How many lines in the listing below contain the word "striped"? Count them and reply with the number alone.

START

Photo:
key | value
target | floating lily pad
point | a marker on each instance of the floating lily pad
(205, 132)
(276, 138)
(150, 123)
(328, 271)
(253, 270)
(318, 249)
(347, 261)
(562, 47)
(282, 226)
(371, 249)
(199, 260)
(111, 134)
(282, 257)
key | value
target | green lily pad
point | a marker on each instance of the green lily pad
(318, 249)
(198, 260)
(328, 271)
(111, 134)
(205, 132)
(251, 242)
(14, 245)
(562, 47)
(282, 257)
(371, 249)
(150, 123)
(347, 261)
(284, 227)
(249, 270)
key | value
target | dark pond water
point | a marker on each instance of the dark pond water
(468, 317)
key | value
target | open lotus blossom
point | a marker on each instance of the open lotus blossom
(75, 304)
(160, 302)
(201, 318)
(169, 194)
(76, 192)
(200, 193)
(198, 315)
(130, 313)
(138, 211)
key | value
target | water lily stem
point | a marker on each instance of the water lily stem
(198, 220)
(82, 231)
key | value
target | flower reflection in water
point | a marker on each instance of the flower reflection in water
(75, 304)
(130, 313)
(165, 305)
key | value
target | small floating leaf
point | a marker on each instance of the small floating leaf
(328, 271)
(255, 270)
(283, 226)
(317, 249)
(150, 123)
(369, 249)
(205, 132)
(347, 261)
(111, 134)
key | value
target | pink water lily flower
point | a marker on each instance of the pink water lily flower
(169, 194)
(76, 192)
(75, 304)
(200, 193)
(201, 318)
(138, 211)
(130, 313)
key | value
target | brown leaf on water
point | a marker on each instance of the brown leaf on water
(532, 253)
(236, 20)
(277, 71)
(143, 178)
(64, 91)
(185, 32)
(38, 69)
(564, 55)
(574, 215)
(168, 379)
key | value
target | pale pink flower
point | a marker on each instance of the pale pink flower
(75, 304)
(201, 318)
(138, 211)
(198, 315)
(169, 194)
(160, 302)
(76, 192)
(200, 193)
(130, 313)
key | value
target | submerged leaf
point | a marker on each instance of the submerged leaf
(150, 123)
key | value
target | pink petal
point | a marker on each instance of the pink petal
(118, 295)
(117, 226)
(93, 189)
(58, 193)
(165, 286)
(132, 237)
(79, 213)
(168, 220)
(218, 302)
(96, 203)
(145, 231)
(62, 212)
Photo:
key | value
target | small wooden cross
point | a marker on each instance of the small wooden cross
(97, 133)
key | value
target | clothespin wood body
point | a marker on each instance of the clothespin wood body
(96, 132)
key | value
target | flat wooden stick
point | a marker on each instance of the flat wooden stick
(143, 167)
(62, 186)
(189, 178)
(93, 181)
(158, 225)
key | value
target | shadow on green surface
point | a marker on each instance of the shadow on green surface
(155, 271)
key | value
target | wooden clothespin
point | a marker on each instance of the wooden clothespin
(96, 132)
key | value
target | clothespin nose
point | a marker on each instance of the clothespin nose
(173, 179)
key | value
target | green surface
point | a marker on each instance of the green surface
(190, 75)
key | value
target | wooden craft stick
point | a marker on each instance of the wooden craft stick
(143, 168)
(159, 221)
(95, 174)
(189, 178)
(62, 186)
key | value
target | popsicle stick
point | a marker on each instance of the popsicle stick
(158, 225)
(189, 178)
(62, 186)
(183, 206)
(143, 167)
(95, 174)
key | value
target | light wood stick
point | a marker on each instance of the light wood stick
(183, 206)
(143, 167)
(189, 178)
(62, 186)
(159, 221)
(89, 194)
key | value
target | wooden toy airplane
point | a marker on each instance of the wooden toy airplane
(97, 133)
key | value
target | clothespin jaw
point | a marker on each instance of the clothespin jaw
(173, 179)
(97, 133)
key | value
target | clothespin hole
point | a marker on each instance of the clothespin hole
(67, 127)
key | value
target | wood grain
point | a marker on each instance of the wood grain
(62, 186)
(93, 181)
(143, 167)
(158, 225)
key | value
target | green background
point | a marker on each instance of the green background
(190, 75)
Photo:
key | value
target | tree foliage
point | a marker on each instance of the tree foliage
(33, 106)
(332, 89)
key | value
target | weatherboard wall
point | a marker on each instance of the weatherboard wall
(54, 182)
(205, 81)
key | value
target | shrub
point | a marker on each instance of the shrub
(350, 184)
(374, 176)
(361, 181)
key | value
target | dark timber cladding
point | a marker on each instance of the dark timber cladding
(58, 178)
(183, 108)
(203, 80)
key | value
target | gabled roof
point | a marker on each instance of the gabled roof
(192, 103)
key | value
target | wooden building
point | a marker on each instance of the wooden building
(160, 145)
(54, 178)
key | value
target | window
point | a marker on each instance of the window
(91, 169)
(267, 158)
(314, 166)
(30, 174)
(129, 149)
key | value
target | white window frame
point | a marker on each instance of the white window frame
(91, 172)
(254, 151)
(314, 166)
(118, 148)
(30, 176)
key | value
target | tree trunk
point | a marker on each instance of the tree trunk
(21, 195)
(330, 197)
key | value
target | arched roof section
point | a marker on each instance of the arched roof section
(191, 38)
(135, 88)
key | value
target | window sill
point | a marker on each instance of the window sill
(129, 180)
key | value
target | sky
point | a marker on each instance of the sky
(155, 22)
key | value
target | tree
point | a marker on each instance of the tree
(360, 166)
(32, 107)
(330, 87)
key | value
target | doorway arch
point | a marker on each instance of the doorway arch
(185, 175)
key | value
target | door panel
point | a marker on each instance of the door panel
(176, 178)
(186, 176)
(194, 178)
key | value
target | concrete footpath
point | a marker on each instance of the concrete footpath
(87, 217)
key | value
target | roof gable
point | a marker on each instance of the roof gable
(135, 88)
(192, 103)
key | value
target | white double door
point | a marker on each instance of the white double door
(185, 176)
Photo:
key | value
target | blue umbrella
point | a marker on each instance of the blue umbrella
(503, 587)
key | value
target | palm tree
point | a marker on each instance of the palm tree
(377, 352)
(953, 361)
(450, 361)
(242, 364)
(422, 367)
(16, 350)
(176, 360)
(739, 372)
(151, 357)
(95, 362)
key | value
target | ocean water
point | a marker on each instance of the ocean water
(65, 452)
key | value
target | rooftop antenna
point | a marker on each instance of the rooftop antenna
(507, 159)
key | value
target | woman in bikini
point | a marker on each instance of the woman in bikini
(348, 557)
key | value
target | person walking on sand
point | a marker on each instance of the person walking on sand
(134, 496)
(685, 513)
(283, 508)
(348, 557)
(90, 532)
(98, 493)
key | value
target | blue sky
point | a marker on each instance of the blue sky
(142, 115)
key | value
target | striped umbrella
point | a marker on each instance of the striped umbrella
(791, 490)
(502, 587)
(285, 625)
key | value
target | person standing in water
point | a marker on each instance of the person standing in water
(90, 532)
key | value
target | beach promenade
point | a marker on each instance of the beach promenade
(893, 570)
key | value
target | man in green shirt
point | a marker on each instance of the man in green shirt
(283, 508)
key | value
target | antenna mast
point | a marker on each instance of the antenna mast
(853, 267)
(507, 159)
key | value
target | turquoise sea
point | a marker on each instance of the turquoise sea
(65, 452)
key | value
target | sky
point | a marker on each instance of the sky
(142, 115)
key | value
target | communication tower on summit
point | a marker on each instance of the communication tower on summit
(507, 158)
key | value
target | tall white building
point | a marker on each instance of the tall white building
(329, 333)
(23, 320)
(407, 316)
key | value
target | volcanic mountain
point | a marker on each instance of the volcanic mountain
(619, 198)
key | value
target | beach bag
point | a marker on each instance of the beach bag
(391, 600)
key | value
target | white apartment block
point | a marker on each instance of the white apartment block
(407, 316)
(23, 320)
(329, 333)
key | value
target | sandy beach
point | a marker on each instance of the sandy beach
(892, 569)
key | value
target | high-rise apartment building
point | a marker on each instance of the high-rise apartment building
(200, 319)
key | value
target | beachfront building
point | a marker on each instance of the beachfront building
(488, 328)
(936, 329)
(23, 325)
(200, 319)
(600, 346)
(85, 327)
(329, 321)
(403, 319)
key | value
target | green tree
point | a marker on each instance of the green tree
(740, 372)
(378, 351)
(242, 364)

END

--- EXERCISE ANSWER ---
2